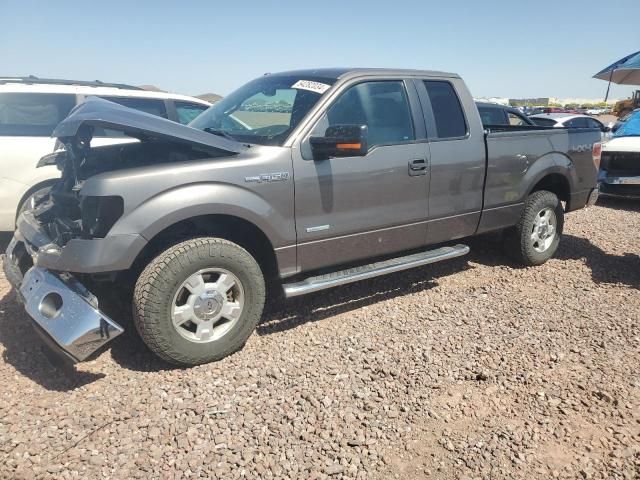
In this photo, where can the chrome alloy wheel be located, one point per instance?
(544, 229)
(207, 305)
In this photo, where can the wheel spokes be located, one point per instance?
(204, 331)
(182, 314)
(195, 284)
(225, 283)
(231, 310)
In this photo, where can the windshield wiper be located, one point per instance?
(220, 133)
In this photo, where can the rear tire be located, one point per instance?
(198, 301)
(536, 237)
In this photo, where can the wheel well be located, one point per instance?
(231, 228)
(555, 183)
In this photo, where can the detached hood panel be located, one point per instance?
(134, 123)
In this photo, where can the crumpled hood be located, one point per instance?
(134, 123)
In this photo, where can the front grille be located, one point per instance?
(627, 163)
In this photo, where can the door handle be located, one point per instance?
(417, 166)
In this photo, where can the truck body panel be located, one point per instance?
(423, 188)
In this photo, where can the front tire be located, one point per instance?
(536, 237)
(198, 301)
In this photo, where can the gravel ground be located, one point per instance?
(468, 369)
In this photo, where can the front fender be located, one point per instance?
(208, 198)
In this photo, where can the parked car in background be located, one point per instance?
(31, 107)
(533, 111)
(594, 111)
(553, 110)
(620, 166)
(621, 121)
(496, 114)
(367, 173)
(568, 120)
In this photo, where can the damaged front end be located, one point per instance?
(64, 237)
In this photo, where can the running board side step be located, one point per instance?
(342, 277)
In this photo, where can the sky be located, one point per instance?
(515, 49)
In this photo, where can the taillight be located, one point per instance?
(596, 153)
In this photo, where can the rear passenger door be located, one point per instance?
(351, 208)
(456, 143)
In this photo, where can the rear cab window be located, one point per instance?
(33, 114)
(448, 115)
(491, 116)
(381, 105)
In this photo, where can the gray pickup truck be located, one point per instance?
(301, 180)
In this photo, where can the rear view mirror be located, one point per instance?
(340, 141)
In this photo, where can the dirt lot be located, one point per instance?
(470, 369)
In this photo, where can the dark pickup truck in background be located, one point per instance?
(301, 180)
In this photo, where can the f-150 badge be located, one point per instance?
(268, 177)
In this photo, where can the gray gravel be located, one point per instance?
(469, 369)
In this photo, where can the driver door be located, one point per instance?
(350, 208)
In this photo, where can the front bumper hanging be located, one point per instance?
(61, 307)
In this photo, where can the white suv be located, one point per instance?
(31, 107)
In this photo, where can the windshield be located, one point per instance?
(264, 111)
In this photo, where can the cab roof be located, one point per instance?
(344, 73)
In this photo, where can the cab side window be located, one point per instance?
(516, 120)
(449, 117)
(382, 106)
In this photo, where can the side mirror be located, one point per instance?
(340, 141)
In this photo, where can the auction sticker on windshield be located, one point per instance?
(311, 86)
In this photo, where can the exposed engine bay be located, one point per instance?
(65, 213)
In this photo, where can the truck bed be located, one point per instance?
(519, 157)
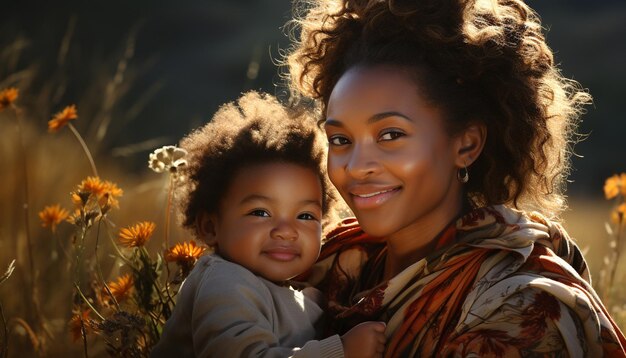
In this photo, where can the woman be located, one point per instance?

(Task instructions): Arrange each line of the data above as one string in a JSON list, omitting blank lines and the pictures.

(Answer for this exercise):
[
  "In this photo, where can the chrome alloy wheel be located, one point per instance?",
  "(544, 229)",
  "(207, 305)",
  "In this photo, where can the wheel spokes be located, one point per instance?",
  "(204, 331)",
  "(182, 314)",
  "(195, 284)",
  "(225, 283)",
  "(231, 310)",
  "In this photo, where can the windshield wiper be located, one point per instance?",
  "(220, 133)",
  "In this photo, where can the rear tire be located, one point per instance?",
  "(198, 301)",
  "(536, 237)",
  "In this photo, where can the wheel well be located, one point per instance?",
  "(231, 228)",
  "(555, 183)",
  "In this photo, where can the detached hood panel be located, one point per instance?",
  "(134, 123)",
  "In this photo, where can the crumpled hood be located, one point per instance?",
  "(134, 123)",
  "In this photo, where can the front grille be located, one point per instance?",
  "(627, 163)",
  "In this photo, where can the door handle be located, one point per instance?",
  "(417, 166)",
  "In this photo, where can the truck body panel be located, one point per instance?",
  "(423, 188)",
  "In this photo, where can the front tire be located, one point per instance?",
  "(536, 237)",
  "(198, 301)",
  "In this photo, where can the gravel ground be located, one point per instance?",
  "(468, 369)",
  "In this photo, where can the front fender be located, one point per instance?",
  "(208, 198)",
  "In this photo, where can the parked car in background be located, one point per instance?",
  "(31, 107)",
  "(533, 111)",
  "(594, 111)",
  "(553, 110)",
  "(620, 166)",
  "(621, 121)",
  "(496, 114)",
  "(367, 173)",
  "(568, 120)",
  "In this photo, where can the damaged front end be located, one point per instance?",
  "(64, 237)",
  "In this photo, where can the running board side step be located, one point per instance?",
  "(342, 277)",
  "In this photo, where can the sky be located, one point per instance?",
  "(515, 49)",
  "In this photo, where can the taillight be located, one point per instance?",
  "(596, 153)",
  "In this photo, where can the rear passenger door be located, one point per instance?",
  "(351, 208)",
  "(456, 143)",
  "In this photo, where can the rear cab window be located, one point per instance?",
  "(33, 114)",
  "(448, 115)",
  "(491, 116)",
  "(381, 105)",
  "In this photo, where can the gray pickup truck be located, one point per instance?",
  "(301, 180)",
  "In this photo, where can the rear view mirror be located, one point per instance?",
  "(340, 141)",
  "In this photo, where can the dirt lot be located, one point per instance?",
  "(470, 369)",
  "In this photo, where can the dark pickup truck in background be located, one point per instance?",
  "(301, 180)",
  "In this photo, where can the f-150 badge be located, one point per instance?",
  "(268, 177)",
  "In this photo, where can the gray gravel be located, one point per instance?",
  "(469, 369)",
  "In this photo, where can the driver door be located, one point per instance?",
  "(350, 208)",
  "In this photo, where can the front bumper hanging be located, one point per instance?",
  "(61, 307)",
  "In this photo, where can the white suv be located, one point per instance?",
  "(31, 107)",
  "In this photo, where can the windshield be located, one point per instance?",
  "(264, 111)",
  "In this photo, where can the cab roof be located, one point per instance?",
  "(344, 73)",
  "In this photo, where can the cab side window be located, one point per instance?",
  "(516, 120)",
  "(449, 117)",
  "(382, 106)",
  "In this photo, where can the side mirror be located, one point per instance?",
  "(340, 141)",
  "In this photo, where can the auction sticker on windshield be located, one point per instance?",
  "(311, 86)",
  "In this photo, where can the exposed engine bay be located, one point per instance?",
  "(65, 213)",
  "In this photo, where can the truck bed be located, one point per instance?",
  "(519, 157)",
  "In this photo, where can the woman be located, one point per instance?"
]